Bounding-box records
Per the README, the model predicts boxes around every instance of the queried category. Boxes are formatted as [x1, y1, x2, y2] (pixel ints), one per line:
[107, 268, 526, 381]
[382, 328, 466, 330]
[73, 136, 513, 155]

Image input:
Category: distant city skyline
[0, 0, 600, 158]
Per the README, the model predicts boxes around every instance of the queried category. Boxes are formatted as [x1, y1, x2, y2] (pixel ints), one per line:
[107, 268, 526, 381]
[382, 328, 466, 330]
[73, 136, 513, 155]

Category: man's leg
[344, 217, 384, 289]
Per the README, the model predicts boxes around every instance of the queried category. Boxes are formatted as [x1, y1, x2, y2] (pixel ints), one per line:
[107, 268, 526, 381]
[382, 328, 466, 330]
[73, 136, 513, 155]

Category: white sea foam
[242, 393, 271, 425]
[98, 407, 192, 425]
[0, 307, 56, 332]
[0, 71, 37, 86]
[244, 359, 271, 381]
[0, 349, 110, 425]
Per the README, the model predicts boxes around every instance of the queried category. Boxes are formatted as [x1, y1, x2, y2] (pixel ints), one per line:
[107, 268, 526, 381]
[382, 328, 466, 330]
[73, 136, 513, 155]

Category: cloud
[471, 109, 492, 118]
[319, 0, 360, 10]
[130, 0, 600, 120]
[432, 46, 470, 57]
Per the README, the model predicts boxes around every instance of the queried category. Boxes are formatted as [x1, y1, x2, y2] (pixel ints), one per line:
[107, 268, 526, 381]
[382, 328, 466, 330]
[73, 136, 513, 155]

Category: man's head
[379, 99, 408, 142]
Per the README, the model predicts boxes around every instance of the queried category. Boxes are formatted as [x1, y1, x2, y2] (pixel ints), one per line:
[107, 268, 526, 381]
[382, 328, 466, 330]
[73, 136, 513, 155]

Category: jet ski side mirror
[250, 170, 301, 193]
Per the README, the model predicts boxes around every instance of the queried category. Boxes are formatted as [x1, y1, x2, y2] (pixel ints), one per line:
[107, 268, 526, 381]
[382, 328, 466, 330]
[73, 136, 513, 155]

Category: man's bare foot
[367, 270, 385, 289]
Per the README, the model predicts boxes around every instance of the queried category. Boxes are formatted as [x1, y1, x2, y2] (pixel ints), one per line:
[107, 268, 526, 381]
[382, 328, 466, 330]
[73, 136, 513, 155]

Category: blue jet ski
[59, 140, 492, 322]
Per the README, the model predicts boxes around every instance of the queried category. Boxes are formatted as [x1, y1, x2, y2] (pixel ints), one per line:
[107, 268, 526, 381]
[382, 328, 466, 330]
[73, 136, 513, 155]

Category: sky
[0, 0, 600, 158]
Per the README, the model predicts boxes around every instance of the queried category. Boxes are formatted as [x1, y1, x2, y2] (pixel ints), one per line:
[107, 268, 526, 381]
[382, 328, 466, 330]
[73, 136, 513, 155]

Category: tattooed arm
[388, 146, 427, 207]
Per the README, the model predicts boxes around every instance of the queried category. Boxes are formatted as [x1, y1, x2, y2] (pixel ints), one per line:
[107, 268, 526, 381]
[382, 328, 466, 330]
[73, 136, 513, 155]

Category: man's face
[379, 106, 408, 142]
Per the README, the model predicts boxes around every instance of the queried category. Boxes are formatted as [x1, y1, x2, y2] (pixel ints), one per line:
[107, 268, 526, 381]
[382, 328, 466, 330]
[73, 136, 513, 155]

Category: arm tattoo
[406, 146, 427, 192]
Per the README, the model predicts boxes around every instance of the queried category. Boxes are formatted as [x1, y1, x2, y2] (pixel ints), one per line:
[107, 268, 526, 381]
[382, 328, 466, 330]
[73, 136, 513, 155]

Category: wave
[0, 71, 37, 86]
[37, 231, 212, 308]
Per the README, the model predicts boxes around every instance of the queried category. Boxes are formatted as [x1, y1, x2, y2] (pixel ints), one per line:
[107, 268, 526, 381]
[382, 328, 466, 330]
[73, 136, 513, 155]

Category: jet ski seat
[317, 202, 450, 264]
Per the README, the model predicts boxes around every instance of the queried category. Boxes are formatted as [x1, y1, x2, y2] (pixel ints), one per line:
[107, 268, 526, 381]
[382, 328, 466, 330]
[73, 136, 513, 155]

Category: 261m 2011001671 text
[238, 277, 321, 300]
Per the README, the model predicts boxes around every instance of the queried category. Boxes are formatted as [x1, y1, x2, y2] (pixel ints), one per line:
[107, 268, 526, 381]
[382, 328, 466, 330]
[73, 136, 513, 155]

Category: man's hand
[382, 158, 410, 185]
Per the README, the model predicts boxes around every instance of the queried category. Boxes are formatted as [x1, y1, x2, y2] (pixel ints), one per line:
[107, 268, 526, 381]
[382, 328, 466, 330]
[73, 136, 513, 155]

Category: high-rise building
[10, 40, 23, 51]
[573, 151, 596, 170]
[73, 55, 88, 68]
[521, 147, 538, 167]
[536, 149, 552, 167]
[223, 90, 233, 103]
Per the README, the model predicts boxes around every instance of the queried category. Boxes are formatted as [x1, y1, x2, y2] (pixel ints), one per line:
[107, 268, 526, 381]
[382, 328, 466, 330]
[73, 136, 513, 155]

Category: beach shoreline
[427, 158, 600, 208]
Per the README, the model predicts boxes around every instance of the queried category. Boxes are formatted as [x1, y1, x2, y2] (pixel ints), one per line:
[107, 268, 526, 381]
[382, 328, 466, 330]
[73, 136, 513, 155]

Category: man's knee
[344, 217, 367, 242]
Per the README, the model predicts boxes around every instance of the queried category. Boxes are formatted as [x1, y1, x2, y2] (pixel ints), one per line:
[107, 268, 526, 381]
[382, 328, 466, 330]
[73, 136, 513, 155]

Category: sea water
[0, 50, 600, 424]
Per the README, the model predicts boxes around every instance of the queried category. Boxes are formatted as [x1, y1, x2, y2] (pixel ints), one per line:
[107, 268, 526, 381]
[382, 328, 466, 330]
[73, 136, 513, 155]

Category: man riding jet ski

Exercise aim. Can you copy all of the rows above word for word, from the first to the last?

Solution for this problem.
Per the README, the model predicts boxes around every instance of the queried category. Boxes are formatted as [x1, y1, x2, y2] (pixel ints), one per line:
[107, 268, 526, 381]
[382, 328, 466, 330]
[73, 136, 513, 155]

Image input:
Category: distant city skyline
[0, 0, 600, 158]
Per the README, the model predicts boxes around every instance of the queried category. Boxes are formatted as [x1, y1, x2, y2] (pixel ints), one per line:
[107, 268, 526, 381]
[382, 328, 466, 330]
[73, 136, 513, 155]

Category: man's leg
[344, 217, 384, 289]
Per the README, the model predicts boxes around every instance of the queried category. Boxes are formatted as [x1, y1, x2, y2] (pixel ints), one per line:
[107, 268, 526, 381]
[382, 328, 466, 330]
[73, 136, 513, 155]

Category: white sea foam
[242, 393, 271, 425]
[98, 407, 192, 425]
[0, 307, 56, 332]
[0, 71, 37, 86]
[244, 359, 271, 381]
[0, 349, 110, 425]
Per the README, the model predicts boxes around every instance of the queried category. Boxes are formatted as [x1, y1, x2, y2] (pixel ints), one per line:
[107, 268, 526, 381]
[382, 328, 466, 330]
[73, 136, 513, 155]

Category: cloud
[471, 109, 492, 118]
[319, 0, 360, 10]
[130, 0, 600, 120]
[432, 46, 470, 57]
Per the README, the model predicts boxes around every instance of the queried category. Boxes are formatted as [x1, y1, x2, y2] (pixel ints), one per line:
[107, 268, 526, 381]
[382, 328, 466, 330]
[73, 136, 513, 155]

Category: man's head
[379, 99, 408, 142]
Per the README, the model predicts boxes around every instance of the queried category. Boxes are formatted as [x1, y1, x2, y2] (pixel ints), one per line:
[107, 268, 526, 381]
[382, 328, 466, 330]
[73, 136, 513, 155]

Category: jet ski side mirror
[250, 170, 301, 193]
Per the README, the model predicts boxes around every instance of the queried category. Boxes are formatted as [x1, y1, x2, y2] (pixel ints), one per line:
[107, 268, 526, 381]
[382, 328, 466, 330]
[73, 136, 513, 155]

Category: man's bare foot
[367, 270, 385, 289]
Per the README, the model predicts boxes around every instance of the queried category. Boxes are formatted as [x1, y1, x2, y2] (pixel ints), one per line:
[107, 268, 526, 381]
[382, 328, 466, 330]
[73, 136, 513, 155]

Category: blue jet ski
[59, 140, 492, 322]
Per the README, the model predicts boxes around every instance of the queried category. Boxes are formatted as [x1, y1, x2, y2] (pixel ints), one per line:
[107, 268, 526, 381]
[382, 328, 466, 330]
[73, 136, 513, 155]

Category: sky
[0, 0, 600, 158]
Per the README, the model predicts boxes around every instance of the queried category. Boxes are formatted as [x1, y1, x2, y2] (pixel ints), one per line:
[107, 268, 526, 381]
[382, 328, 466, 330]
[73, 136, 513, 155]

Category: tattooed arm
[388, 146, 427, 207]
Per the README, the model predicts boxes around every instance of the queried category. Boxes are formatted as [x1, y1, x2, y2] (pixel ints), one per line:
[107, 268, 526, 381]
[382, 328, 466, 330]
[73, 136, 513, 155]

Category: man's face
[379, 106, 408, 142]
Per the README, the model predicts boxes around every instance of the queried category. Boxes are formatted as [x1, y1, x2, y2] (pixel ints), one per line:
[107, 268, 526, 381]
[382, 328, 466, 330]
[73, 136, 513, 155]

Category: arm tattoo
[406, 146, 427, 192]
Per the README, the model predicts boxes around every instance of the queried category. Boxes are formatted as [x1, y1, x2, y2] (pixel ints), one per line:
[107, 268, 526, 381]
[382, 328, 466, 330]
[73, 136, 513, 155]

Category: wave
[0, 71, 37, 86]
[37, 231, 212, 308]
Per the README, the model predicts boxes around every instance of the queried category. Boxes are formatted as [x1, y1, x2, y2] (pixel ints), one per line:
[107, 268, 526, 381]
[382, 328, 466, 330]
[73, 136, 513, 155]

Category: jet ski seat
[317, 202, 450, 264]
Per the README, the model predicts boxes around every instance of the queried category. Boxes are formatted as [x1, y1, x2, y2] (pixel ints), one per line:
[107, 268, 526, 381]
[382, 328, 466, 330]
[73, 136, 513, 155]

Category: 261m 2011001671 text
[238, 277, 321, 300]
Per the README, the model predicts boxes around every instance of the queried category. Boxes are formatted as [x1, y1, x2, y2] (pixel ints), one per line:
[107, 268, 526, 381]
[382, 328, 466, 330]
[73, 136, 513, 155]

Category: man's hand
[382, 158, 410, 185]
Per the README, the model predicts boxes around every instance of the queried category. Boxes are formatted as [x1, y1, x2, y2] (pixel ints), one per line:
[107, 268, 526, 381]
[382, 328, 466, 330]
[73, 136, 513, 155]

Category: high-rise building
[10, 40, 23, 51]
[573, 151, 596, 170]
[73, 55, 88, 68]
[521, 147, 538, 167]
[536, 149, 552, 167]
[223, 90, 233, 103]
Per the README, the model predicts boxes around every instance of the queried category. Boxes are formatted as [x1, y1, x2, y2] (pixel ints), one per line:
[107, 268, 526, 381]
[382, 328, 466, 330]
[73, 136, 513, 155]

Category: beach shoreline
[427, 158, 600, 208]
Per the README, the model predicts boxes around every instance of the queried category. Boxes are formatted as [x1, y1, x2, y2] (pixel ints), one per line:
[107, 268, 526, 381]
[382, 328, 466, 330]
[73, 136, 513, 155]

Category: man's knee
[344, 217, 367, 242]
Per the README, the model predicts boxes around every instance of the queried category. Boxes are formatted as [x1, y1, x2, y2] (pixel ints), one per line:
[107, 268, 526, 381]
[382, 328, 466, 330]
[73, 136, 513, 155]

Category: sea water
[0, 50, 600, 424]
Per the README, the model predicts boxes around every instance of the queried category. Boxes are formatted as [x1, y1, x2, y2] (pixel ints), one per line:
[107, 268, 526, 381]
[382, 328, 466, 330]
[73, 136, 513, 155]

Category: man riding jet ski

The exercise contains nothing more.